Answer these questions on the Twitter Files passage:
1. Who wrote the newest report?
2. Who at Twitter knew the tweets did not amount to incitement to violence?
3. What did Trump say in the second tweet?

## Passage
************

The newest report is written by Bari Weiss, who examines the decision-making process behind Twitter’s banishment of Donald Trump in January last year, a couple of days after the January…

This week’s Twitter Files revelations are the most disturbing yet. They show how the employees of this private company, not voted for by a single American, conspired to censor the democratically elected president of the United States. It was nothing short of corporate tyranny, a sinister assault on public life by social media suits most people had never heard of. It should be front page news.

The newest report is written by Bari Weiss, who examines the decision-making process behind Twitter’s banishment of Donald Trump in January last year, a couple of days after the January 6 riot on Capitol Hill. We all know Twitter’s official story: two tweets written by Trump incited those bozos to commit their violent acts — and thus he had to be silenced forever.

It turns out, as many of us suspected at the time, that this was pure bunkum. As Weiss discovers, numerous people at Twitter, including high-up officials, knew very well that the tweets Trump was ostensibly banned for did not amount to incitement to violence.

In one, he praised “the great American patriots who voted for me.” In the other, he said he would not be attending Joe Biden’s inauguration. Hilariously, Twitter said those tweets left it with no choice but to permanently suspend his account “due to the risk of further incitement of violence.”

************

## Records supplied
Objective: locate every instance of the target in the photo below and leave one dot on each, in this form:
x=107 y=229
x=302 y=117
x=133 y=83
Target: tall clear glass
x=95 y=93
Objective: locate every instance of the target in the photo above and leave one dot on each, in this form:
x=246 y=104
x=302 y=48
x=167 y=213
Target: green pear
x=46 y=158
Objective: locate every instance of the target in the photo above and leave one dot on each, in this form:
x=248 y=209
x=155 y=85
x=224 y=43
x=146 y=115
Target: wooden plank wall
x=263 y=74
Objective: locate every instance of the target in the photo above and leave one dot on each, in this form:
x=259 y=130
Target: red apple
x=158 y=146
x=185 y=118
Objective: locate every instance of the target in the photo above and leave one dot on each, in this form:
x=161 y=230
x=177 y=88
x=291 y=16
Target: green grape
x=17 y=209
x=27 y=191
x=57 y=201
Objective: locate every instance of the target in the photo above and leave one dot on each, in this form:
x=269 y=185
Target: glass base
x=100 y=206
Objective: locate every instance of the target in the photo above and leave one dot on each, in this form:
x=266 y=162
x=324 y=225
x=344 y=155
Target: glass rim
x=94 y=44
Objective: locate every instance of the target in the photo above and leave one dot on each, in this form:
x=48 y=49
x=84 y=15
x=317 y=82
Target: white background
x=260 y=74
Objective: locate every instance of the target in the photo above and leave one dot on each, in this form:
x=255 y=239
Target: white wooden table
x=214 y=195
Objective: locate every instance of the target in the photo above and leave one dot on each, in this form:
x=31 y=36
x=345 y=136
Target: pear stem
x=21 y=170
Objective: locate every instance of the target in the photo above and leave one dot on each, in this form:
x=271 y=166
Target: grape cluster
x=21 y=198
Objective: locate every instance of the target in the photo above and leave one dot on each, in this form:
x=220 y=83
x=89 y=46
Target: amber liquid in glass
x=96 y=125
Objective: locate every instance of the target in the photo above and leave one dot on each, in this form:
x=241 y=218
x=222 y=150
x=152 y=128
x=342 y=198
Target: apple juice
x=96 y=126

************

## Response
1. Bari Weiss
2. Numerous people, including high-up officials
3. That he would not be attending Joe Biden's inauguration